** start RECORDS FOR PROCESSING **

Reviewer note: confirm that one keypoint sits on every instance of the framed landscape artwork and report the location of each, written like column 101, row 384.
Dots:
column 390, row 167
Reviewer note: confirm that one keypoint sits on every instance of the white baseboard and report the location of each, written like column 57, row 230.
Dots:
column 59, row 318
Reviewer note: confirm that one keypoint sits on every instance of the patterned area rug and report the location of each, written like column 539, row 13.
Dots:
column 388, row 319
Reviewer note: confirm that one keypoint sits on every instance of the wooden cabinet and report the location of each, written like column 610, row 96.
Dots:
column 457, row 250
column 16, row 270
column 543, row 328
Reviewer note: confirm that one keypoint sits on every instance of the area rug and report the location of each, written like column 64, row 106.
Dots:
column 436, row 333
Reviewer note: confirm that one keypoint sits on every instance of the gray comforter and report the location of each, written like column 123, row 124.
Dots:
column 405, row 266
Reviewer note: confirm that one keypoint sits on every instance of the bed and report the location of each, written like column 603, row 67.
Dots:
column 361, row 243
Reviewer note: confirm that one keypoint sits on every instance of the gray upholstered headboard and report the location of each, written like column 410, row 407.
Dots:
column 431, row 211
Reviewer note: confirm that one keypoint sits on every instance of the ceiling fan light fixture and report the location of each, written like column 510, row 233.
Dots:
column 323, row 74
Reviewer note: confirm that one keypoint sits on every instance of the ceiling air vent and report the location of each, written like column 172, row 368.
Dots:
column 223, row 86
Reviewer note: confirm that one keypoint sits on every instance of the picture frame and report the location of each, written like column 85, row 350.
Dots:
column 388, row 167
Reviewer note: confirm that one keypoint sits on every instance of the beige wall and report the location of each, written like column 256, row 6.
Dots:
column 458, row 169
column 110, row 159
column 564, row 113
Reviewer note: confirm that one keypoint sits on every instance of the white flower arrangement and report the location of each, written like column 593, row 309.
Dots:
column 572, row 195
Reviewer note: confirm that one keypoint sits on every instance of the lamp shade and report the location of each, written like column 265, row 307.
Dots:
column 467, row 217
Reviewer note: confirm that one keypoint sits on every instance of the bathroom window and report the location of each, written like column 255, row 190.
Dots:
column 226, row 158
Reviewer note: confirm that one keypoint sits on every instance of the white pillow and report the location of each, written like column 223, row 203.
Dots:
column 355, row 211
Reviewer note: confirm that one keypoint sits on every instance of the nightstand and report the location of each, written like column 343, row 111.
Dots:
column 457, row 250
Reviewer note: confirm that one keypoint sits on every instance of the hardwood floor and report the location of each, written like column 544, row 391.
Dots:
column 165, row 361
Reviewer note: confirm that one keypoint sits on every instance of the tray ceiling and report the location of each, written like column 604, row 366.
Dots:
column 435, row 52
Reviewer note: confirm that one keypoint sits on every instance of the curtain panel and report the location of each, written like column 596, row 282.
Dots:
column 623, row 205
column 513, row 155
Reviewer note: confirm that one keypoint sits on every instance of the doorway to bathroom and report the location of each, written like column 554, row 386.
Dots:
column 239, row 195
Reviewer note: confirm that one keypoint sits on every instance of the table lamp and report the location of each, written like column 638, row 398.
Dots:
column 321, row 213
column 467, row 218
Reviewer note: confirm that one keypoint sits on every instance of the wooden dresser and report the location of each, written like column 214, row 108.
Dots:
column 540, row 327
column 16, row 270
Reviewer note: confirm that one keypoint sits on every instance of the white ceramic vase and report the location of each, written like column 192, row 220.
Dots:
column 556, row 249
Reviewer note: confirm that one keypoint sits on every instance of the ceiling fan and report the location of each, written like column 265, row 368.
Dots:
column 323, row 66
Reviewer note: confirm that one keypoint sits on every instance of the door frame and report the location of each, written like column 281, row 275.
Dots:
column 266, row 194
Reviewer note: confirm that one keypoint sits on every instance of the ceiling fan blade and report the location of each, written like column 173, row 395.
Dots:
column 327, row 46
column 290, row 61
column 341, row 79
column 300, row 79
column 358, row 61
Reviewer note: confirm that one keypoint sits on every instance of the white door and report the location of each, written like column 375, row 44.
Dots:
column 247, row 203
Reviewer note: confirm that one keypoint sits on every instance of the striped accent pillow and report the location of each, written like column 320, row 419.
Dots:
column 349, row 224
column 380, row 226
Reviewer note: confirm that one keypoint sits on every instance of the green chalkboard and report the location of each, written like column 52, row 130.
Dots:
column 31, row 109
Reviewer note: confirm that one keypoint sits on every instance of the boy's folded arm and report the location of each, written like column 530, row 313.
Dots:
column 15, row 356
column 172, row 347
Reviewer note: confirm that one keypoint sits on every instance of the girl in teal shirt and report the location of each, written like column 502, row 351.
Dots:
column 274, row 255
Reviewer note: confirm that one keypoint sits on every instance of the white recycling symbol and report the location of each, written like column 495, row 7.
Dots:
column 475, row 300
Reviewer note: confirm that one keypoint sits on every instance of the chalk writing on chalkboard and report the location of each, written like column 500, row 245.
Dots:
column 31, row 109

** end RECORDS FOR PROCESSING **

EXERCISE TASK:
Please give every line of the items above as a Markdown table with the columns "No." and "Line," numbering the rows in order and leaving out blank lines.

THE SOLUTION:
| No. | Line |
|---|---|
| 1 | Reviewer note: confirm that one keypoint sits on every instance of the framed landscape artwork and report the location of each, written like column 101, row 384. |
| 2 | Dots: |
| 3 | column 390, row 167 |
| 4 | Reviewer note: confirm that one keypoint sits on every instance of the white baseboard and report the location of each, written like column 57, row 230. |
| 5 | Dots: |
| 6 | column 59, row 318 |
| 7 | Reviewer note: confirm that one keypoint sits on every instance of the patterned area rug and report the location of each, written like column 539, row 13. |
| 8 | Dots: |
| 9 | column 388, row 319 |
| 10 | Reviewer note: confirm that one keypoint sits on every instance of the wooden cabinet and report the location of each, written like column 610, row 96. |
| 11 | Dots: |
| 12 | column 457, row 250 |
| 13 | column 16, row 270 |
| 14 | column 543, row 328 |
| 15 | Reviewer note: confirm that one keypoint sits on every instance of the area rug and report the location of each, written like column 64, row 106. |
| 16 | Dots: |
| 17 | column 436, row 333 |
| 18 | Reviewer note: confirm that one keypoint sits on every instance of the gray comforter and report the location of each, written like column 123, row 124. |
| 19 | Dots: |
| 20 | column 405, row 266 |
| 21 | Reviewer note: confirm that one keypoint sits on every instance of the bed and report the location of each, written like column 603, row 67. |
| 22 | Dots: |
| 23 | column 361, row 243 |
| 24 | Reviewer note: confirm that one keypoint sits on every instance of the gray upholstered headboard and report the location of each, written like column 410, row 407. |
| 25 | Dots: |
| 26 | column 431, row 211 |
| 27 | Reviewer note: confirm that one keypoint sits on every instance of the ceiling fan light fixture and report the location of each, written like column 510, row 233. |
| 28 | Dots: |
| 29 | column 323, row 74 |
| 30 | Reviewer note: confirm that one keypoint sits on every instance of the ceiling air vent and report the location of each, written like column 172, row 368. |
| 31 | Dots: |
| 32 | column 223, row 86 |
| 33 | Reviewer note: confirm that one keypoint sits on every instance of the picture frame and report the location of each, written like column 85, row 350. |
| 34 | Dots: |
| 35 | column 388, row 167 |
| 36 | Reviewer note: confirm that one keypoint sits on every instance of the beige wall and report the location of each, written like column 256, row 6. |
| 37 | Dots: |
| 38 | column 458, row 169 |
| 39 | column 110, row 159 |
| 40 | column 564, row 113 |
| 41 | Reviewer note: confirm that one keypoint sits on every instance of the white flower arrangement and report the location of each, written like column 593, row 309. |
| 42 | Dots: |
| 43 | column 572, row 195 |
| 44 | Reviewer note: confirm that one keypoint sits on every instance of the lamp shade and report the location of each, written like column 265, row 307. |
| 45 | Dots: |
| 46 | column 467, row 217 |
| 47 | Reviewer note: confirm that one keypoint sits on every instance of the bathroom window and report the location of each, written like column 255, row 190. |
| 48 | Dots: |
| 49 | column 226, row 158 |
| 50 | Reviewer note: confirm that one keypoint sits on every instance of the white pillow and report the location of each, written like column 223, row 203. |
| 51 | Dots: |
| 52 | column 355, row 211 |
| 53 | Reviewer note: confirm that one keypoint sits on every instance of the nightstand and report the location of each, written like column 343, row 111. |
| 54 | Dots: |
| 55 | column 457, row 250 |
| 56 | Reviewer note: confirm that one keypoint sits on every instance of the hardwood floor and report the location of each, written like column 544, row 391. |
| 57 | Dots: |
| 58 | column 165, row 361 |
| 59 | Reviewer note: confirm that one keypoint sits on every instance of the tray ceiling and report the location of each, written like column 604, row 366. |
| 60 | Dots: |
| 61 | column 435, row 52 |
| 62 | Reviewer note: confirm that one keypoint sits on every instance of the curtain panel and report the location of each, written like column 596, row 282. |
| 63 | Dots: |
| 64 | column 623, row 205 |
| 65 | column 513, row 155 |
| 66 | Reviewer note: confirm that one keypoint sits on every instance of the doorway to bathroom and report the location of each, written like column 554, row 386. |
| 67 | Dots: |
| 68 | column 239, row 195 |
| 69 | Reviewer note: confirm that one keypoint sits on every instance of the table lamp and report the location of each, written like column 638, row 398. |
| 70 | Dots: |
| 71 | column 321, row 213 |
| 72 | column 467, row 218 |
| 73 | Reviewer note: confirm that one keypoint sits on every instance of the wooden dresser and report the location of each, written like column 214, row 108. |
| 74 | Dots: |
| 75 | column 540, row 327 |
| 76 | column 16, row 270 |
| 77 | Reviewer note: confirm that one keypoint sits on every instance of the white ceramic vase and report the location of each, written like column 192, row 220. |
| 78 | Dots: |
| 79 | column 556, row 249 |
| 80 | Reviewer note: confirm that one keypoint sits on every instance of the ceiling fan and report the location of each, written like column 265, row 368. |
| 81 | Dots: |
| 82 | column 323, row 66 |
| 83 | Reviewer note: confirm that one keypoint sits on every instance of the door frame and report the location of each, written like column 281, row 275. |
| 84 | Dots: |
| 85 | column 266, row 194 |
| 86 | Reviewer note: confirm that one keypoint sits on every instance of the ceiling fan blade and report the location of each, written like column 173, row 395. |
| 87 | Dots: |
| 88 | column 327, row 46 |
| 89 | column 290, row 61 |
| 90 | column 341, row 79 |
| 91 | column 300, row 79 |
| 92 | column 358, row 61 |
| 93 | Reviewer note: confirm that one keypoint sits on every instance of the white door and report the location of each, written like column 375, row 44. |
| 94 | Dots: |
| 95 | column 247, row 203 |
| 96 | Reviewer note: confirm that one keypoint sits on every instance of the striped accent pillow and report the location of each, written like column 320, row 419. |
| 97 | Dots: |
| 98 | column 349, row 224 |
| 99 | column 380, row 226 |
| 100 | Reviewer note: confirm that one keypoint sits on every instance of the green chalkboard and report the location of each, written like column 52, row 130. |
| 101 | Dots: |
| 102 | column 31, row 109 |
| 103 | Reviewer note: confirm that one keypoint sits on every instance of the boy's folded arm and report the location of each, written like column 530, row 313. |
| 104 | Dots: |
| 105 | column 15, row 356 |
| 106 | column 172, row 347 |
| 107 | Reviewer note: confirm that one keypoint sits on every instance of the girl in teal shirt and report the location of each, written like column 502, row 351. |
| 108 | Dots: |
| 109 | column 274, row 255 |
| 110 | Reviewer note: confirm that one keypoint sits on every instance of the white recycling symbol and report the location of each, written like column 495, row 7. |
| 111 | Dots: |
| 112 | column 475, row 300 |
| 113 | Reviewer note: confirm that one keypoint sits on every instance of the chalk writing on chalkboard and report the location of each, written like column 500, row 245. |
| 114 | Dots: |
| 115 | column 31, row 109 |